[Stored data]
::::

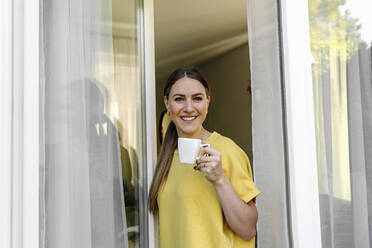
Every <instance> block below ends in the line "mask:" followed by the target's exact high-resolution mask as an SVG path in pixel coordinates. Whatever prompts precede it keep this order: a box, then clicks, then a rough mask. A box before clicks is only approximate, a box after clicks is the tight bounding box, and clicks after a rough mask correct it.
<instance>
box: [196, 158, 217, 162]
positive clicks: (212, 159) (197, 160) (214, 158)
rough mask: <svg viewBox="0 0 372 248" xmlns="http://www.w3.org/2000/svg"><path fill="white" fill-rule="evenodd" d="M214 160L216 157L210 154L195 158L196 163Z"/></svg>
mask: <svg viewBox="0 0 372 248" xmlns="http://www.w3.org/2000/svg"><path fill="white" fill-rule="evenodd" d="M215 160H216V158H214V157H212V156H201V157H199V158H197V160H196V163H204V162H213V161H215Z"/></svg>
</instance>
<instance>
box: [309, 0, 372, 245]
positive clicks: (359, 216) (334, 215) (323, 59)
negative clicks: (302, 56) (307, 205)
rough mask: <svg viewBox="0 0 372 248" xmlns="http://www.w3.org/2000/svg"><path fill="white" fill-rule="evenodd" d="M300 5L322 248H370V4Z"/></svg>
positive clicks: (370, 193)
mask: <svg viewBox="0 0 372 248" xmlns="http://www.w3.org/2000/svg"><path fill="white" fill-rule="evenodd" d="M308 3H309V18H310V36H311V53H312V57H313V64H312V76H313V89H314V104H315V105H314V107H315V127H316V138H317V160H318V177H319V193H320V212H321V228H322V243H323V247H371V245H372V243H371V241H372V169H371V165H372V157H371V153H370V151H371V149H372V117H371V115H372V108H371V106H372V102H371V101H372V90H371V80H372V76H371V75H372V74H371V42H372V16H371V14H370V9H371V3H370V2H369V1H363V0H346V1H335V0H309V1H308Z"/></svg>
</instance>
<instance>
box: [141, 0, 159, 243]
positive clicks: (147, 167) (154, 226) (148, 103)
mask: <svg viewBox="0 0 372 248" xmlns="http://www.w3.org/2000/svg"><path fill="white" fill-rule="evenodd" d="M143 29H144V30H143V35H144V37H142V38H143V41H144V51H143V54H142V55H143V58H144V64H143V69H144V73H143V75H144V81H145V101H146V102H145V106H146V110H145V116H146V120H145V121H146V141H147V142H146V159H147V161H146V165H147V168H146V169H147V171H146V172H147V174H146V176H147V178H146V180H147V192H148V193H149V192H150V186H151V180H152V177H153V174H154V169H155V163H156V158H157V142H156V138H157V137H156V130H157V129H156V127H157V124H156V89H155V38H154V37H155V36H154V0H143ZM147 234H148V242H149V243H148V247H149V248H156V247H158V239H157V235H156V221H155V219H154V216H153V215H152V214H150V212H148V233H147Z"/></svg>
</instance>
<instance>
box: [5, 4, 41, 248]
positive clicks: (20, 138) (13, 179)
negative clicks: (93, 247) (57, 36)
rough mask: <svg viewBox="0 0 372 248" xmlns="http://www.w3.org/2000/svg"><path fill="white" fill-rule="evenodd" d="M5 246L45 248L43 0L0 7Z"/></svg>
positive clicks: (8, 246) (5, 5)
mask: <svg viewBox="0 0 372 248" xmlns="http://www.w3.org/2000/svg"><path fill="white" fill-rule="evenodd" d="M0 15H1V17H0V20H1V23H0V59H1V69H0V79H1V100H0V101H1V106H0V111H1V115H0V140H1V141H0V145H1V146H0V150H1V155H0V163H1V182H0V201H1V204H0V247H4V248H7V247H30V248H38V247H39V0H2V1H1V3H0Z"/></svg>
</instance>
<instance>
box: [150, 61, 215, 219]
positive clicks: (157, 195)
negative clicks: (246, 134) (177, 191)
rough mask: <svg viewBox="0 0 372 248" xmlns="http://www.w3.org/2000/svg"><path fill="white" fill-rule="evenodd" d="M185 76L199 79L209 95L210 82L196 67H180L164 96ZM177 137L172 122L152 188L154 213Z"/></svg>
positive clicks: (160, 158)
mask: <svg viewBox="0 0 372 248" xmlns="http://www.w3.org/2000/svg"><path fill="white" fill-rule="evenodd" d="M184 77H188V78H192V79H195V80H198V81H199V82H200V83H201V84H202V85H203V86H204V88H205V91H206V94H207V95H208V96H209V92H210V89H209V84H208V82H207V80H205V78H204V77H203V76H202V74H201V73H200V72H199V71H198V70H197V69H196V68H179V69H177V70H175V71H174V72H173V73H172V74H171V75H170V76H169V78H168V80H167V84H166V85H165V88H164V96H165V97H166V98H167V99H168V97H169V93H170V90H171V88H172V86H173V84H174V83H175V82H177V81H178V80H179V79H181V78H184ZM177 139H178V134H177V129H176V125H174V123H173V122H171V123H170V124H169V126H168V129H167V132H166V133H165V137H164V141H163V143H162V144H161V148H160V152H159V155H158V160H157V162H156V168H155V173H154V177H153V179H152V183H151V188H150V195H149V208H150V211H151V212H152V213H153V214H157V213H158V211H159V208H158V194H159V190H160V187H161V186H162V185H163V183H165V181H166V180H167V177H168V173H169V169H170V167H171V164H172V160H173V154H174V151H175V150H176V148H177Z"/></svg>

::::

> _EXERCISE_
Print the data above exactly; drop every picture.

> _TASK OUTPUT_
Every <instance> block below ends in the line "mask:" followed by the target's exact high-resolution mask as an SVG path in pixel coordinates. Whatever prompts precede it keep this order: a box, then clicks, then a rough mask. A box before clicks is only approximate, a box after clicks is the tight bounding box, and clicks after a rough mask correct it.
<instance>
box: [196, 158, 217, 162]
positive clicks: (212, 159) (197, 160) (214, 158)
rough mask: <svg viewBox="0 0 372 248" xmlns="http://www.w3.org/2000/svg"><path fill="white" fill-rule="evenodd" d="M214 160L216 157L210 154L195 158L196 163Z"/></svg>
mask: <svg viewBox="0 0 372 248" xmlns="http://www.w3.org/2000/svg"><path fill="white" fill-rule="evenodd" d="M215 160H216V158H214V157H212V156H201V157H199V158H197V160H196V163H204V162H213V161H215Z"/></svg>
</instance>
<instance>
box: [309, 0, 372, 245]
positive clicks: (359, 216) (334, 215) (323, 59)
negative clicks: (302, 56) (307, 205)
rough mask: <svg viewBox="0 0 372 248" xmlns="http://www.w3.org/2000/svg"><path fill="white" fill-rule="evenodd" d="M300 5L322 248H370V4Z"/></svg>
positive clicks: (370, 193)
mask: <svg viewBox="0 0 372 248" xmlns="http://www.w3.org/2000/svg"><path fill="white" fill-rule="evenodd" d="M308 3H309V18H310V36H311V53H312V57H313V64H312V76H313V89H314V104H315V105H314V107H315V127H316V138H317V160H318V177H319V193H320V212H321V228H322V243H323V247H371V245H372V243H371V241H372V169H371V165H372V157H371V153H370V151H371V149H372V117H371V115H372V108H371V106H372V102H371V101H372V90H371V80H372V76H371V75H372V74H371V42H372V16H371V14H370V9H371V3H370V2H369V1H363V0H346V1H335V0H309V1H308Z"/></svg>
</instance>
<instance>
box: [141, 0, 159, 243]
positive clicks: (147, 167) (154, 226) (148, 103)
mask: <svg viewBox="0 0 372 248" xmlns="http://www.w3.org/2000/svg"><path fill="white" fill-rule="evenodd" d="M143 29H144V30H143V35H144V37H142V38H143V41H144V51H143V54H142V55H143V58H144V64H143V69H144V73H143V75H144V81H145V101H146V102H145V106H146V110H145V116H146V120H145V121H146V141H147V142H146V159H147V161H146V165H147V168H146V169H147V171H146V172H147V174H146V176H147V178H146V180H147V192H148V193H149V192H150V186H151V180H152V177H153V174H154V169H155V163H156V158H157V142H156V138H157V137H156V130H157V129H156V127H157V124H156V89H155V38H154V37H155V36H154V0H143ZM147 234H148V242H149V243H148V247H149V248H156V247H158V239H157V235H156V221H155V219H154V216H153V215H152V214H150V212H148V233H147Z"/></svg>
</instance>
<instance>
box: [5, 4, 41, 248]
positive clicks: (20, 138) (13, 179)
negative clicks: (93, 247) (57, 36)
rough mask: <svg viewBox="0 0 372 248" xmlns="http://www.w3.org/2000/svg"><path fill="white" fill-rule="evenodd" d="M5 246L45 248L43 0L0 7Z"/></svg>
positive clicks: (8, 246) (5, 5)
mask: <svg viewBox="0 0 372 248" xmlns="http://www.w3.org/2000/svg"><path fill="white" fill-rule="evenodd" d="M0 15H1V17H0V20H1V23H0V59H1V69H0V79H1V100H0V101H1V106H0V111H1V115H0V140H1V141H0V145H1V146H0V150H1V155H0V163H1V182H0V201H1V204H0V247H4V248H7V247H30V248H38V247H39V0H2V1H1V3H0Z"/></svg>
</instance>
<instance>
box: [150, 61, 215, 219]
positive clicks: (157, 195)
negative clicks: (246, 134) (177, 191)
rough mask: <svg viewBox="0 0 372 248" xmlns="http://www.w3.org/2000/svg"><path fill="white" fill-rule="evenodd" d="M185 76L199 79L209 95L210 82L196 67H180L164 96ZM177 137L172 122L152 188L154 213Z"/></svg>
positive clicks: (160, 158)
mask: <svg viewBox="0 0 372 248" xmlns="http://www.w3.org/2000/svg"><path fill="white" fill-rule="evenodd" d="M184 77H188V78H192V79H195V80H198V81H199V82H200V83H201V84H202V85H203V86H204V88H205V91H206V94H207V95H208V96H209V92H210V89H209V84H208V82H207V80H205V78H204V77H203V76H202V74H201V73H200V72H199V71H198V70H197V69H196V68H179V69H177V70H175V71H174V72H173V73H172V74H171V75H170V76H169V78H168V80H167V84H166V85H165V88H164V96H165V97H166V98H167V99H168V97H169V93H170V90H171V88H172V86H173V84H174V83H175V82H177V81H178V80H179V79H181V78H184ZM177 139H178V134H177V129H176V125H174V123H173V122H171V123H170V124H169V126H168V129H167V132H166V133H165V137H164V141H163V143H162V144H161V148H160V152H159V155H158V160H157V162H156V168H155V173H154V177H153V179H152V183H151V188H150V195H149V208H150V211H151V212H152V213H153V214H157V213H158V211H159V208H158V194H159V190H160V187H161V186H162V185H163V183H165V181H166V180H167V177H168V173H169V169H170V167H171V164H172V160H173V154H174V151H175V150H176V148H177Z"/></svg>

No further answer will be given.